▶ _What is being asked_:
Write out the entries exactly, pictures excluded.
===== Data
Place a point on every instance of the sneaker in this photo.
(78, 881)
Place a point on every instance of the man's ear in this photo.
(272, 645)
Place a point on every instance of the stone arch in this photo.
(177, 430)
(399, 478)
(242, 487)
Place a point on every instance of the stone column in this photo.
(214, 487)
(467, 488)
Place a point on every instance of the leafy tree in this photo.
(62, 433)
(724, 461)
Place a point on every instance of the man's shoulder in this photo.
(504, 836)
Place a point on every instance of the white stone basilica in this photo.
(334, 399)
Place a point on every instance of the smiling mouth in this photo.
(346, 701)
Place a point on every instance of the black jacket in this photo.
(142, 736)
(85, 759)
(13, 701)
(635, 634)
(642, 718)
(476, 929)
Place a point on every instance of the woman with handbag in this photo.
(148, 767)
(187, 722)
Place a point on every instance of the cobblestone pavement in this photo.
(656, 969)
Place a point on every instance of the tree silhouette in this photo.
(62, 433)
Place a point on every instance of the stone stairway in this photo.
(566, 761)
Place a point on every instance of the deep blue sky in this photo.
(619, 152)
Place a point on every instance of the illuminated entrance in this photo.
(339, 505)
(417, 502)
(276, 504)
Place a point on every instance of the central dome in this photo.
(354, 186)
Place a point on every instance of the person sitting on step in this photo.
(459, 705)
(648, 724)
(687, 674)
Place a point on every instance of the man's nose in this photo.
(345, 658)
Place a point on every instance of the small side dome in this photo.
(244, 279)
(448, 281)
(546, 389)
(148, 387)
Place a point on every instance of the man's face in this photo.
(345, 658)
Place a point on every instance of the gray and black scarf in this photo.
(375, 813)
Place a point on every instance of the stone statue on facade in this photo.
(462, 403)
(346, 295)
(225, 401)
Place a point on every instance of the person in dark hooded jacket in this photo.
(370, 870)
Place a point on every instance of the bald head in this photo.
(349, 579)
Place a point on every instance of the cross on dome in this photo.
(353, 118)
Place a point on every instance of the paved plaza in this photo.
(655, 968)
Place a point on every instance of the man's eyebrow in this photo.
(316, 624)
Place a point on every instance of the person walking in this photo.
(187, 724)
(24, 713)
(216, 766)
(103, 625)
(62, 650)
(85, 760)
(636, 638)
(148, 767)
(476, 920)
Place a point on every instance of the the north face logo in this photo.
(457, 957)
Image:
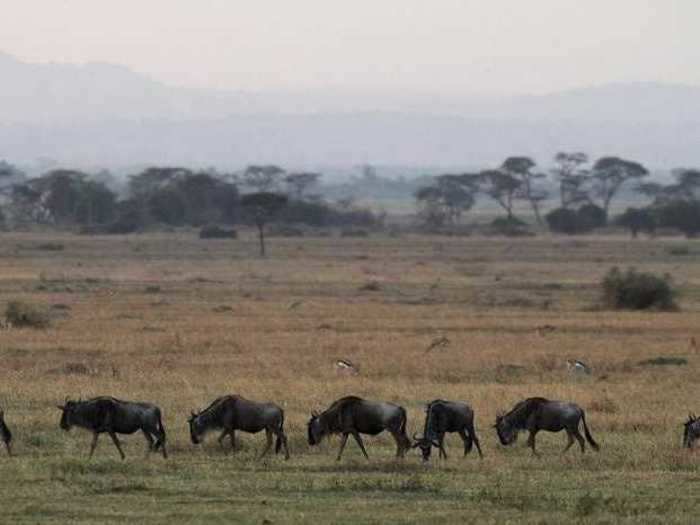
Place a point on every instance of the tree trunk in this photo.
(261, 235)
==========
▶ _Finished exercise_:
Place a point on every instance of the sneaker in this photo.
(78, 881)
Place a point on every instance of the man's ear in this photo.
(272, 645)
Place a point on every instance of the stone arch in this photo.
(177, 430)
(399, 478)
(242, 487)
Place a point on every instance of the stone column in this photo.
(214, 487)
(467, 488)
Place a point on every instance of the leafy tree in this photo.
(62, 433)
(724, 461)
Place a point on every instance of the man's shoulder in this photo.
(504, 836)
Place a point on every instance of the white stone basilica in this photo.
(334, 399)
Place a point on every instance of the smiling mouth in this photo.
(346, 701)
Place a point on every instance of the black jacket in this photo.
(142, 736)
(85, 759)
(13, 701)
(635, 634)
(642, 718)
(476, 929)
Place a point on every instance of the woman with handbag in this photo.
(148, 767)
(187, 722)
Place a point on every instance of the cobblestone pavement in this photo.
(656, 969)
Place a point on every instance of the tree silhouette in this photo.
(62, 433)
Place a point on every instance of the stone stairway in this photo.
(566, 761)
Place a point on every instance of the deep blue sky in this photo.
(619, 152)
Place a point on every instance of the illuminated entrance in this photo.
(339, 505)
(417, 502)
(276, 504)
Place a point on every instance of the central dome in this photo.
(354, 186)
Place a point on every instance of the person sitting on step in this photo.
(459, 705)
(648, 724)
(687, 674)
Place a point on every instance of the man's nose in this photo.
(345, 658)
Place a point on every instance of the small side dome in this photo.
(244, 279)
(448, 281)
(546, 389)
(148, 387)
Place a point on every instance of the man's face in this photo.
(345, 658)
Place a point on every instance of the gray and black scarf in this photo.
(375, 813)
Place a point on every instance of the stone statue on facade in this photo.
(462, 403)
(346, 295)
(225, 401)
Place a point on every instance of the person in dark hooded jacket in this photo.
(370, 870)
Place a point on every instance of the bald head in this photo.
(349, 579)
Place a point on every instance of the cross on dome in this photo.
(353, 118)
Place a point on every instance of the paved plaza in this photo.
(655, 968)
Place a point on every instance of the man's eyebrow in this photo.
(316, 624)
Place a point on every instance of the person walking in this photo.
(187, 724)
(24, 713)
(216, 766)
(103, 625)
(62, 650)
(85, 760)
(636, 638)
(148, 767)
(476, 920)
Place a point on every instance of the the north face logo in this photo.
(457, 957)
Image:
Place a point on every instance of the tree trunk in this photo.
(261, 235)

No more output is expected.